**Auftrag 1**
Welche Sanktionen stellte die FIFA laut dem Textauszug den Kapitänen in Aussicht, die auf die One-Love-Binde nicht verzichten wollten?
**Auftrag 2**
Erläutern Sie in ein bis drei Sätzen, weshalb die Verbände laut DFB-Präsident Neuendorf im Textauszug dem Druck der FIFA nachgaben.
**Auftrag 3**
Greifen Sie den Bericht über den Streit um die One-Love-Binde bei der WM in Katar auf und führen Sie ihn im Anschluss an den letzten Satz weiter.
───── Textauszug ─────
Der Fußball-Weltverband hatte sich monatelang nicht gerührt, nachdem die europäischen Verbände schriftlich mitgeteilt hatten, dass ihre Kapitäne bei der WM in Katar mit einer vierfarbigen One-Love-Binde auflaufen wollen. Nur wenige Stunden vor den ersten Spielen der Engländer, Waliser und Niederländer drohte die FIFA bei einer Sitzung mit Generalsekretärin Fatma Samoura, dass Kapitäne sanktioniert werden – von einer Gelben Karte bis zu Punktabzug war die Rede –, die sich nicht dem Diktat des Weltverbandes unterwerfen und auf das Tragen der Binde verzichten. Der Eklat war damit perfekt. Die Verbände beugten sich am Montagmorgen nach einer unruhigen Nacht mit vielen Telefonaten dem Druck.

Am Nachmittag äußerte sich DFB-Präsident Bernd Neuendorf gemeinsam mit Manager Oliver Bierhoff am Trainingsplatz der deutschen Nationalmannschaft. Die Verärgerung nicht nur über die Entscheidung, sondern auch über die listige Taktik der FIFA war dem Verbandschef deutlich anzumerken: „Wir erleben einen beispiellosen Vorgang in der WM-Geschichte. Es handelt sich um eine Machtdemonstration der FIFA. Das war eine eindeutige Drohung, die wir sehr ernst nehmen mussten“, so der 61-Jährige. „Die von der FIFA herbeigeführte Konfrontation wollten wir nicht auf dem Rücken der Spieler austragen.“

Die betroffenen Kapitäne wären nach dem Willen der FIFA im Moment des Betretens des Platzes vom Schiedsrichter aufgefordert worden, die Binde zu entfernen. Hättem sie sich geweigert, wären weitere Schritte erfolgt, möglicherweise zunächst die Gelbe, dann die Rote Karte. „Wir wissen nicht, welche Sanktionen tatsächlich ausgesprochen worden wären“, sagte Neuendorf ernst.

Oliver Bierhoff ergänzte verärgert, die FIFA habe mit ihrem Vorgehen „ganz bewusst“ Unruhe in den Mannschaften so kurz vor deren Auftaktspielen in Kauf genommen. „Das Verhalten der FIFA ist frustrierend. Diese Eskalation führt dazu, dass es nicht mehr um den Sport geht. Es fühlt sich schon stark nach Zensur an.“ Auch der deutsche Kapitän Manuel Neuer sei „enttäuscht“.
───── Bereitgestelltes Material ─────
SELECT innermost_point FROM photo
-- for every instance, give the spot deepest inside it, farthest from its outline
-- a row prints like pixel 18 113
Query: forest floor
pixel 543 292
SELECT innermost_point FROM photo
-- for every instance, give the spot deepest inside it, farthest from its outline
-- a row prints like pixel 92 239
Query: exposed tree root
─────
───── Bereitgestelltes Material ─────
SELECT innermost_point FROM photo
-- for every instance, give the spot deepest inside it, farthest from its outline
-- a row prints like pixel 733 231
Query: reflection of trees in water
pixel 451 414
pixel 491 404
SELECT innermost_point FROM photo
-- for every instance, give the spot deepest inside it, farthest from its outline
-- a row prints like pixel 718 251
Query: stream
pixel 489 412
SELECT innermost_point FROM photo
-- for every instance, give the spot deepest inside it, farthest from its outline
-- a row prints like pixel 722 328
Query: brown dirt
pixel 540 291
─────
**Lösung 1**
Die Rede war von einer Gelben Karte bis hin zu Punktabzug.

**Lösung 2**
Neuendorf zufolge handelte es sich um eine eindeutige Drohung der FIFA, die die Verbände sehr ernst nehmen mussten. Zudem wollten sie die von der FIFA herbeigeführte Konfrontation nicht auf dem Rücken der Spieler austragen.

**Lösung 3**
„Wir waren willens, Geldstrafen zu zahlen, die normalerweise bei Verstößen gegen die Ausrüstungsvorschriften verhängt werden“, hatten die Europäer zuvor in einer gemeinsamen Mitteilung geschrieben: „Wir können unsere Spieler jedoch nicht in die Situation bringen, dass sie verwarnt oder gar gezwungen werden, das Spielfeld zu verlassen.“ Diese maximale Eskalationsstufe trauten sich die Verbände also nicht zu zünden. Neuendorf unterstrich, er habe „kein Interesse daran, den Dialog mit der FIFA einzustellen“, ganz im Gegenteil, man müsse im Gespräch bleiben. Er wolle „das Verhältnis zur FIFA nicht nachhaltig belasten“. Die FIFA begründete das Verbot mit von allen Teilnehmern anerkannten WM-Regularien. Explizit hob sie in einer Mitteilung vom Montag den Artikel 13.8.1 der Ausrüstungsregeln hervor: „Für FIFA Final-Wettbewerbe muss der Kapitän jeder Mannschaft eine von der FIFA gestellte Armbinde tragen.“ Die Fifa unterstütze Kampagnen wie „One Love“, aber dies müsse im Rahmen der bekannten Regeln erfolgen.

Zum Vorwurf, der DFB sei vor dem Weltverband eingeknickt, sagte Bernd Neuendorf mit Verve: „Gerade wir als DFB müssen uns dem Vorwurf nicht aussetzen. Wir haben erst vor einer Woche erklärt, dass wir keine Nominierung von Gianni Infantino zur Wiederwahl als FIFA-Präsident vornehmen werden. Das war ein deutliches Signal, dass wir nicht bereit sind, bestimmte Dinge mitzutragen. Da haben wir uns als einer von wenigen Verbänden klar positioniert.“

Die FIFA-Entscheidung traf verständlicherweise allenthalben auf harsche Kritik. „Das ist total lächerlich, mit einer Strafe zu drohen wegen eines Armbands. Ich verstehe das nicht“, sagte der niederländische Abwehrchef van Dijk nach dem 2:0-Auftaktsieg von Oranje gegen den Senegal. Auch Englands Kapitän Kane war bedient. „Die Entscheidung wurde aus meinen Händen genommen. Ich bin enttäuscht“, sagte der Stürmer nach dem 6:2-Sieg über Iran.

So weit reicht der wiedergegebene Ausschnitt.